## EXERCISE OBJECTIVE:
Could you rewrite the records below, substituting "single mark" for every "single point" and leaving everything else unchanged?

>> begin AVAILABLE RECORDS

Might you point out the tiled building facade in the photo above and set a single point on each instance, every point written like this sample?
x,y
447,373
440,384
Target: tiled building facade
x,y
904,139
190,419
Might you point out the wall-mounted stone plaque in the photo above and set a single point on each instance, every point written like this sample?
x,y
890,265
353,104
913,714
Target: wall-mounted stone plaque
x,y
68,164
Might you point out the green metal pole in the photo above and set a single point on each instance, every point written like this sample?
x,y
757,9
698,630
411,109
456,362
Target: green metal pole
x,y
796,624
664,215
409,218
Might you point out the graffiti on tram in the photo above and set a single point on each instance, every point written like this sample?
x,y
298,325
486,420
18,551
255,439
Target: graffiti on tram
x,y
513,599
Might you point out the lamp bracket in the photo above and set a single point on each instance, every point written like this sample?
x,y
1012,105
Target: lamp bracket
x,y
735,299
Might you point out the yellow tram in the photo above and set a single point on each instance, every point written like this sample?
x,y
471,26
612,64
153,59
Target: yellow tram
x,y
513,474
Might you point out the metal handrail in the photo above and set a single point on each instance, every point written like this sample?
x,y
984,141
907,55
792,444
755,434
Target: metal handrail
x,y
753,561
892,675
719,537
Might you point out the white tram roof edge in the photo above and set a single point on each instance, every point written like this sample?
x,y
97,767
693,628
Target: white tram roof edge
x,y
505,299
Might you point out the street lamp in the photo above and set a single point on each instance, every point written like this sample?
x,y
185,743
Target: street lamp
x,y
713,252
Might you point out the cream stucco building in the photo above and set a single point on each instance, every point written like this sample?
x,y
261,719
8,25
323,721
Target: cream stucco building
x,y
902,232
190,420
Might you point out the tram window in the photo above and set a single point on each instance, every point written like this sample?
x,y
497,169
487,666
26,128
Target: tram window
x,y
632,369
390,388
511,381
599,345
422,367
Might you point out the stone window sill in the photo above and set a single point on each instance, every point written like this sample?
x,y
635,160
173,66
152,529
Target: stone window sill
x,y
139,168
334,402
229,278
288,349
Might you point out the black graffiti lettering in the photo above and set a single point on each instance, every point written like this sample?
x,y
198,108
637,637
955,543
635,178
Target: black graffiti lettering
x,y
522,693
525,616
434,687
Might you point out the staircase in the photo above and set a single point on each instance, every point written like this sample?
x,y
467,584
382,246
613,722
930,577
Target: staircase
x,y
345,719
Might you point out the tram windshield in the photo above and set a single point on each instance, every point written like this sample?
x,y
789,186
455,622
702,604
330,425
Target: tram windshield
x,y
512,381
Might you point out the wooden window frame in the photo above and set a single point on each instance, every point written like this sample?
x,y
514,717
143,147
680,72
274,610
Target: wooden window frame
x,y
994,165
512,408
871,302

>> end AVAILABLE RECORDS

## THE ANSWER:
Might you point out the tiled building facade in the photo above and set a single mark on each instance, every point written like this sample?
x,y
447,373
440,384
Target: tiled building facade
x,y
904,139
190,419
Might you point out the wall-mounted stone plaque in the photo above and set a single mark on each instance, every point written like this sample?
x,y
890,265
353,104
913,714
Target: wall-mounted stone plaque
x,y
68,164
Might you point out the green metal pole in the photo above and set a single mark on each instance, every point written like this sample?
x,y
757,9
698,630
411,109
456,362
Target: green metal pole
x,y
796,624
664,215
409,218
Might you point out the graffiti on tram in the photo above and set a single mark on each instance, every point written like this sample?
x,y
298,325
486,420
18,551
255,439
Target: graffiti on tram
x,y
513,599
Might you point out the lamp bracket in the photo above and set a single mark on each instance, every point written like this sample?
x,y
1012,105
Target: lamp bracket
x,y
735,299
Might you point out the yellow tram in the photo above and set a single mark on each instance, every point written like this sample?
x,y
471,26
612,64
153,59
Target: yellow tram
x,y
513,474
Might you point out the metal handrail in the photo above and set a single mark on each instance, every point written like this sample?
x,y
984,141
907,55
792,444
755,434
Target: metal handrail
x,y
753,561
892,675
719,537
Might you point out the white tram roof edge in the photo above and set a single mark on each instance, every point written like this sample?
x,y
97,767
693,628
Target: white tram roof edge
x,y
505,299
Might you point out the street lamp in the photo above and set a single mark on each instance, every point written like this sample?
x,y
185,743
Target: street lamp
x,y
713,252
Might you point out the cream stucco building in the photo above and set a single mark on each instance, every point written like this sample?
x,y
261,719
8,25
323,721
Target: cream stucco building
x,y
902,232
190,420
Might you point out the tram window in the photo above and set a single mark on each instance, every point written like this sample?
x,y
497,169
487,666
26,128
Target: tram window
x,y
632,369
390,388
511,381
599,345
422,367
Might you point out the stone window sill in the photo above and set a single mark on each instance, every point written like this sample?
x,y
635,160
173,66
152,529
Target: stone window sill
x,y
139,168
334,402
229,278
288,349
Might you point out the black graffiti lettering in the photo above and set a single mark on each instance, every point written like this sample?
x,y
198,108
637,637
955,543
635,178
Target: black graffiti lettering
x,y
522,693
525,616
434,687
Might you point out the staircase in the photo above and set a single mark on each instance, every point written like this sample?
x,y
467,584
382,246
613,722
930,577
Target: staircase
x,y
345,719
Might you point out the tram windshield in the photo above and set a single mark on each instance, every point written like this sample?
x,y
789,186
455,622
702,604
330,425
Target: tram windshield
x,y
512,381
Might you point out the wooden window frame in the photo above and set a single mark on each instance, every point written like this sample?
x,y
514,717
143,147
680,72
274,610
Target: wooden window frame
x,y
994,165
512,408
871,302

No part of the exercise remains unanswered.